Data:
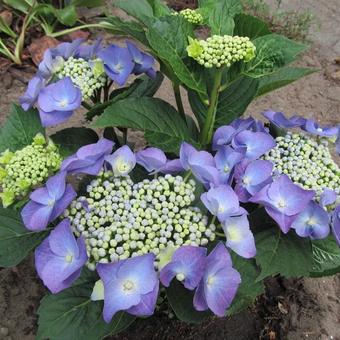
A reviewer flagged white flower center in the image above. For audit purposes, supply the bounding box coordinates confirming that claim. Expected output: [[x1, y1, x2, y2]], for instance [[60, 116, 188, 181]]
[[123, 280, 135, 291], [277, 200, 286, 208]]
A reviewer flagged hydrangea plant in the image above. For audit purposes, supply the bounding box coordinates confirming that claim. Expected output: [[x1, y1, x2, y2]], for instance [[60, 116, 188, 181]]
[[0, 0, 340, 340]]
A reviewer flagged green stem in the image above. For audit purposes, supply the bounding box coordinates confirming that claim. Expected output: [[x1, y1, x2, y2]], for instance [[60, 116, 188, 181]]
[[49, 24, 103, 38], [183, 170, 192, 183], [81, 102, 92, 110], [172, 82, 187, 123], [214, 231, 225, 237], [200, 68, 224, 145], [122, 128, 128, 145]]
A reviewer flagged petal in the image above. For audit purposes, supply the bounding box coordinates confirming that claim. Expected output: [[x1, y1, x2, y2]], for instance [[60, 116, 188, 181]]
[[204, 267, 241, 317], [46, 171, 66, 200], [127, 281, 159, 316], [39, 109, 73, 127], [49, 219, 79, 258]]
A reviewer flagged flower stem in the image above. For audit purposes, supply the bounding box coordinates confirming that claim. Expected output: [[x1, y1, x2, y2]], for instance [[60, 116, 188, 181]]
[[48, 24, 103, 38], [200, 68, 224, 145], [172, 82, 187, 123]]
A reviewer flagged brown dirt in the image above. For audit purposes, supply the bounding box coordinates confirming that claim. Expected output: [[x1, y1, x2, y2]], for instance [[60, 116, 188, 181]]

Short task:
Rewrite the lines above as a numbered list, with no blank lines and no pictures.

Expected output:
1. A reviewer flagged white flower center in the image above. For audit purposes, supply the bounding box coordinates confirming that claim. Expected output: [[x1, y1, x2, y2]], for instance [[60, 116, 188, 181]]
2. [[123, 280, 135, 291], [277, 200, 286, 208]]
3. A reviewer flagged hydrangea plant in the image above. For audit purposes, supply the bounding box coordinates confirming that claim. Expected output: [[x1, y1, x2, y2]], for instance [[60, 116, 188, 181]]
4. [[0, 0, 340, 340]]
5. A reviewer flagged green stem in the image above. For audit purposes, supply the bounding box coordinates confirming that claim. Expected output: [[x1, y1, x2, y2]], for instance [[60, 116, 188, 181]]
6. [[49, 24, 103, 38], [183, 170, 192, 183], [81, 102, 92, 110], [172, 82, 187, 123], [214, 231, 225, 237], [200, 68, 224, 145], [122, 128, 128, 145]]
7. A reviewer flagged petal in the image above. For audit purposes, supply the bounding box coordinates confirming that claim. Expected output: [[x1, y1, x2, y2]], for instance [[60, 116, 188, 181]]
8. [[204, 267, 241, 317], [46, 171, 66, 200], [127, 281, 159, 316], [39, 109, 73, 127], [49, 219, 79, 258]]
9. A reviewer flagged flower stem in the image above. For audit purposes, supply the bounding box coordinates confirming that claim. Expected output: [[x1, y1, x2, y2]], for instance [[60, 116, 188, 181]]
10. [[48, 24, 103, 38], [200, 68, 224, 145], [172, 82, 187, 123]]
11. A reviewer flagged brown dirt in the image above. For audit purposes, supply the bounding box coordinates confirming that claim. Expected output: [[x1, y1, x2, y2]], for instance [[60, 116, 188, 181]]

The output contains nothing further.